Material provided Block Start

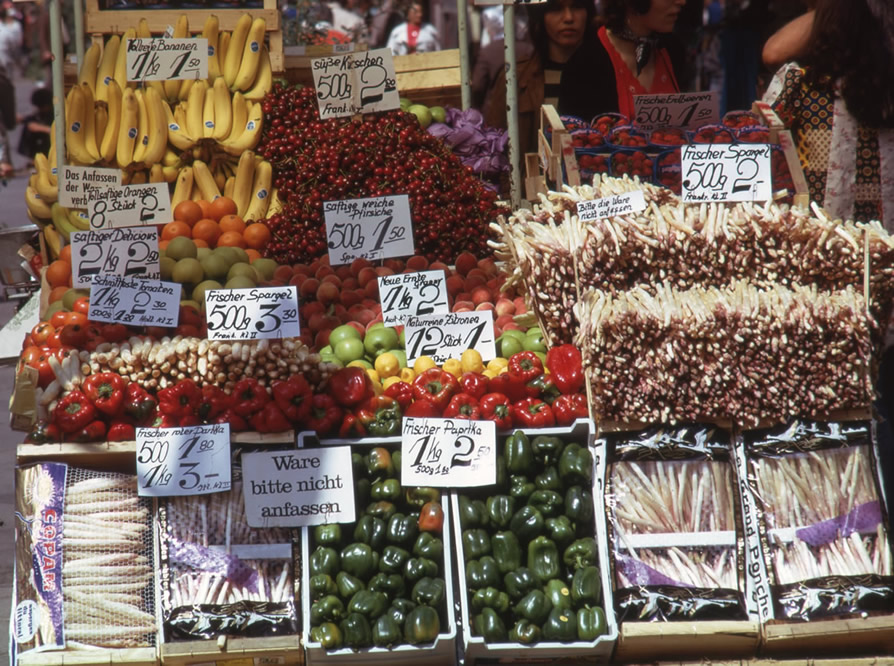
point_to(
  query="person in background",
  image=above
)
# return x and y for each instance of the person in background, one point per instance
(840, 108)
(414, 36)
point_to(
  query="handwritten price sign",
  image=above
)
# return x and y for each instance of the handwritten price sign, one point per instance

Material provided Block End

Required action: Whenever a line of the material above contains the string "query", copy that line out.

Reply to the exercise:
  query="person in background",
  query="handwritten price sign",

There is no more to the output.